# TASK:
Turn all of the records below into a numbered list, one entry per line, with blank lines left out.

# EXTRACTED RECORDS:
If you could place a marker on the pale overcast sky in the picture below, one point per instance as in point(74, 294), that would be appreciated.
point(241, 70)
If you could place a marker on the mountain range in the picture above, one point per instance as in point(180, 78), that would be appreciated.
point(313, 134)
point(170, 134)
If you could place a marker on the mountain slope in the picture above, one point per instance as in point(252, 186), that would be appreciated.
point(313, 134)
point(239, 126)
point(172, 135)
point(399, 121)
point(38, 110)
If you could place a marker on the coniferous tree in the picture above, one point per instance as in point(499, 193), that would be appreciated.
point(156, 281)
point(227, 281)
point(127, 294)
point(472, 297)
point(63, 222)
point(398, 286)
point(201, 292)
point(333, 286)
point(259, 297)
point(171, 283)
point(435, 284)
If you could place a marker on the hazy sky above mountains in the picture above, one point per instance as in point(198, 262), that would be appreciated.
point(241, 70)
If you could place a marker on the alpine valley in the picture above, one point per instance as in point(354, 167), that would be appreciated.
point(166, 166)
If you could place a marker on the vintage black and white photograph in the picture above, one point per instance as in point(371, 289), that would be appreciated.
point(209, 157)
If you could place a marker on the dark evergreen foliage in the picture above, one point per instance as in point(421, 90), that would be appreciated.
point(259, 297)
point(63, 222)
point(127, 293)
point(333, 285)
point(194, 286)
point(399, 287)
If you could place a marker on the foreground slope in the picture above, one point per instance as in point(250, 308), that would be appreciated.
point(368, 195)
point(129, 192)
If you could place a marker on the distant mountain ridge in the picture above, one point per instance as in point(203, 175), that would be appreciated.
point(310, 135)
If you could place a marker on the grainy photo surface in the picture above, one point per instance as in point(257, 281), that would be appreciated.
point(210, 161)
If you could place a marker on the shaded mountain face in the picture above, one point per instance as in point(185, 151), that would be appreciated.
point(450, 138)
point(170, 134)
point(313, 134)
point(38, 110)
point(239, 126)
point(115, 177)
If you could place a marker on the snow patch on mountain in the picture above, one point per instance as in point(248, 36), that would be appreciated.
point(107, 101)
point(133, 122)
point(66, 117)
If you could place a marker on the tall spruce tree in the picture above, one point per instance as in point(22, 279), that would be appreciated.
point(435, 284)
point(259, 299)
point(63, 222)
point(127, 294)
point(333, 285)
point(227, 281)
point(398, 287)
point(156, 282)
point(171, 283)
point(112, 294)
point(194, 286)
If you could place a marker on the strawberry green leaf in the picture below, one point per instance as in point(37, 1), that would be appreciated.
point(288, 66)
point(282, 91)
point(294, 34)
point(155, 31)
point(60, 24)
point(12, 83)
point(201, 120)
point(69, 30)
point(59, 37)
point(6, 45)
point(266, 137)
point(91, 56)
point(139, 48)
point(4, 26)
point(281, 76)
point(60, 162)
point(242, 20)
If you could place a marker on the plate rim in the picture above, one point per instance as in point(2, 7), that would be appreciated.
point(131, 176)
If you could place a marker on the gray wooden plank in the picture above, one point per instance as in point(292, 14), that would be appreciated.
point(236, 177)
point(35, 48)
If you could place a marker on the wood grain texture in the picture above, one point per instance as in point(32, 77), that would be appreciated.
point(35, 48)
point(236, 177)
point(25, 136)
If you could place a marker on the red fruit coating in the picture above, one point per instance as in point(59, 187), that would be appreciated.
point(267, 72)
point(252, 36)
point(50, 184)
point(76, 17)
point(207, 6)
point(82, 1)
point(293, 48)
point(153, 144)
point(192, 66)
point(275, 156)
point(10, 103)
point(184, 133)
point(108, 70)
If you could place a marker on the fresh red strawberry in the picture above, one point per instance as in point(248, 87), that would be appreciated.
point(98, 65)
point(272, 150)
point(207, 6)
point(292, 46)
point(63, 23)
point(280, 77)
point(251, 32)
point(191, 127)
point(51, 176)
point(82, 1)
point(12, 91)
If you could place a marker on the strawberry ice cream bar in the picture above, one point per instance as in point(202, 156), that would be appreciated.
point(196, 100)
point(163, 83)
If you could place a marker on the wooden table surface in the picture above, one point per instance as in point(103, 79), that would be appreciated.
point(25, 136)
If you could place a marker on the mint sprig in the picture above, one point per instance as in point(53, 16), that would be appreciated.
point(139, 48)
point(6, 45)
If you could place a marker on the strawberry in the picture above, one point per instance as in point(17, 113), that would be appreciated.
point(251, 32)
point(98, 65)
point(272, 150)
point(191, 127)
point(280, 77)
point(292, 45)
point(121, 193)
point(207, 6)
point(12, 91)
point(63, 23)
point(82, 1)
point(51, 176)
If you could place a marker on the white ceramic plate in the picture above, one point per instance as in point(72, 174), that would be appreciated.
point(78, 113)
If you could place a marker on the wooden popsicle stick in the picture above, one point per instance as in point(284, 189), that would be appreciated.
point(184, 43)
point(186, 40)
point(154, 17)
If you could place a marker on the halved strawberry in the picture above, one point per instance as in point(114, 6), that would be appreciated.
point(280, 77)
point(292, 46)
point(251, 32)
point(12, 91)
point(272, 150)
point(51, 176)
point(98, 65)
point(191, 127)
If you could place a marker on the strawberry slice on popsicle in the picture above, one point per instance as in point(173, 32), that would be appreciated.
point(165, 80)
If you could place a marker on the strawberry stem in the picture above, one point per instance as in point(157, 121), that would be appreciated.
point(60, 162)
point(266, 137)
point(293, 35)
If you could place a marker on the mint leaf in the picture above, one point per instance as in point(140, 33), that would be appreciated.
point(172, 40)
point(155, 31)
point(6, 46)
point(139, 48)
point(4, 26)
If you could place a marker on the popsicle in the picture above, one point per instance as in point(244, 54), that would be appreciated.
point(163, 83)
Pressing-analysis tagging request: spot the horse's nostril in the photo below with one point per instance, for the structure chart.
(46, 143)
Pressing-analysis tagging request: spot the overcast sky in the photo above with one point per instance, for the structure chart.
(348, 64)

# RESULT OF THE TASK:
1. If you could place a marker on the pale overcast sky in the picture below, one point per instance as in point(74, 294), that would be appreciated.
2. point(241, 70)
3. If you could place a marker on the mountain range in the picture above, one point per instance as in point(180, 78), that would be appreciated.
4. point(313, 134)
5. point(170, 134)
6. If you could place a marker on the mountain slope in the picture above, one point per instance as in point(252, 186), that would be appreciated.
7. point(313, 134)
8. point(239, 126)
9. point(172, 135)
10. point(399, 121)
11. point(38, 110)
12. If you could place a marker on the coniferous tree in the picture above, one point per instance as in point(499, 193), that would be appreciated.
13. point(156, 281)
14. point(227, 281)
15. point(127, 294)
16. point(472, 297)
17. point(63, 222)
18. point(398, 286)
19. point(201, 292)
20. point(333, 286)
21. point(259, 297)
22. point(171, 283)
23. point(435, 284)
24. If you could place a marker on the hazy sky above mountains in the picture above, one point per instance as in point(198, 262), that would be appreciated.
25. point(241, 70)
26. If you could place a marker on the alpine valley in the picture above, one point per instance as in point(354, 167), that would be appreciated.
27. point(166, 166)
28. If you could place a marker on the vintage black and white photograph in the picture above, one point per instance as in point(371, 289), that would be appreciated.
29. point(209, 157)
30. If you could place a marker on the dark evergreen foliage in the picture above, one point per instance as in point(421, 90), that would be appreciated.
31. point(259, 297)
32. point(63, 222)
33. point(127, 293)
34. point(333, 285)
35. point(194, 286)
36. point(399, 287)
37. If you could place a marker on the foreground slope in the picture above, one point per instance as in point(250, 308), that would be appreciated.
38. point(368, 195)
39. point(129, 192)
40. If you could place a marker on the distant mountain ridge in the picture above, one point per instance as in point(203, 175), that would be appreciated.
41. point(310, 135)
42. If you could place a marker on the grainy photo surface in the picture above, one point per instance as in point(257, 281), that would be appreciated.
43. point(210, 161)
44. If you could place a marker on the shaded mountain face in the picture above, one point per instance as in point(185, 151), that would be appreciated.
45. point(450, 138)
46. point(170, 134)
47. point(313, 134)
48. point(38, 110)
49. point(239, 126)
50. point(115, 177)
51. If you could place a marker on the snow patch on mountain in the picture above, one point per instance as in point(248, 36), that would be appreciated.
52. point(107, 101)
53. point(133, 122)
54. point(66, 117)
55. If you could place a marker on the tall spruce tree in the picture above, one point per instance as in point(22, 279), that would be appreciated.
56. point(435, 284)
57. point(259, 299)
58. point(63, 222)
59. point(127, 294)
60. point(333, 285)
61. point(227, 281)
62. point(398, 287)
63. point(156, 282)
64. point(171, 283)
65. point(112, 294)
66. point(194, 286)
67. If you could place a marker on the strawberry green leaf in the picture below, one point per instance as in point(37, 1), that would be appreciated.
68. point(288, 66)
69. point(282, 91)
70. point(294, 34)
71. point(155, 31)
72. point(60, 24)
73. point(12, 83)
74. point(201, 120)
75. point(69, 30)
76. point(59, 37)
77. point(6, 45)
78. point(266, 137)
79. point(91, 56)
80. point(139, 48)
81. point(4, 26)
82. point(281, 76)
83. point(60, 162)
84. point(242, 20)
85. If you could place a marker on the plate rim in the picture above, one point per instance as in point(2, 7), that would be appreciated.
86. point(131, 176)
87. If you could place a marker on the gray wooden plank in the picture above, one point per instance as in point(292, 14), that would be appreciated.
88. point(236, 177)
89. point(35, 48)
90. If you could place a marker on the wood grain texture in the picture above, one point per instance as in point(32, 77), that would be appreciated.
91. point(35, 48)
92. point(236, 177)
93. point(25, 136)
94. If you could place a marker on the red fruit coating in the picture above, one point per instance as in point(59, 187), that would be appreciated.
95. point(267, 72)
96. point(252, 36)
97. point(50, 184)
98. point(76, 17)
99. point(207, 6)
100. point(82, 1)
101. point(293, 48)
102. point(153, 144)
103. point(192, 66)
104. point(275, 156)
105. point(10, 103)
106. point(184, 133)
107. point(108, 70)
108. If you could place a marker on the fresh red strawberry in the picture above, one point per instance as in point(248, 87), that would be appreciated.
109. point(98, 65)
110. point(272, 150)
111. point(207, 6)
112. point(292, 46)
113. point(63, 23)
114. point(280, 77)
115. point(251, 32)
116. point(191, 127)
117. point(51, 176)
118. point(82, 1)
119. point(12, 91)
120. If you could place a marker on the strawberry ice cream bar in the picture above, one point per instance as in point(202, 156), that would be appreciated.
121. point(196, 100)
122. point(163, 83)
123. If you could place a marker on the wooden table surface in the picture above, one point per instance as in point(103, 79), that would be appreciated.
124. point(25, 136)
125. If you could place a marker on the mint sprig in the picture above, one point per instance as in point(53, 16), that would be appreciated.
126. point(139, 48)
127. point(6, 45)
128. If you could place a marker on the strawberry in the picture above, one point per instance as in point(17, 113), that would be appreciated.
129. point(251, 32)
130. point(98, 65)
131. point(272, 150)
132. point(191, 127)
133. point(280, 77)
134. point(292, 45)
135. point(121, 193)
136. point(207, 6)
137. point(12, 91)
138. point(63, 23)
139. point(82, 1)
140. point(51, 176)
141. If you could place a marker on the white ceramic plate in the picture above, one point per instance as in point(72, 174), that would be appreciated.
142. point(78, 113)
143. If you could place a marker on the wooden popsicle stick in the picture above, one point per instance as in point(284, 189), that would be appreciated.
144. point(184, 43)
145. point(186, 40)
146. point(154, 17)
147. If you could place a marker on the halved strawberry in the picture above, one point per instance as in point(114, 6), that would be appreciated.
148. point(280, 77)
149. point(292, 46)
150. point(251, 32)
151. point(12, 91)
152. point(272, 150)
153. point(51, 176)
154. point(98, 65)
155. point(191, 127)
156. If you could place a marker on the strawberry slice on popsicle in the picture above, one point per instance as in point(173, 32), that would be appreciated.
157. point(165, 80)
158. If you could place a marker on the strawberry stem in the picture above, one point per instance as in point(157, 121), that would be appreciated.
159. point(60, 162)
160. point(266, 137)
161. point(293, 35)
162. If you could place a marker on the mint leaf in the picture above, one point per instance as in point(140, 33), that would be appreciated.
163. point(172, 40)
164. point(155, 31)
165. point(6, 46)
166. point(139, 48)
167. point(4, 26)
168. If you could place a marker on the popsicle in the picture above, one point per instance as in point(244, 54), that would be appreciated.
169. point(163, 83)
170. Pressing-analysis tagging request: spot the horse's nostril in the photo below with one point per instance, for the structure chart.
171. (46, 143)
172. Pressing-analysis tagging request: spot the overcast sky in the photo above with one point per instance, for the structure chart.
173. (348, 64)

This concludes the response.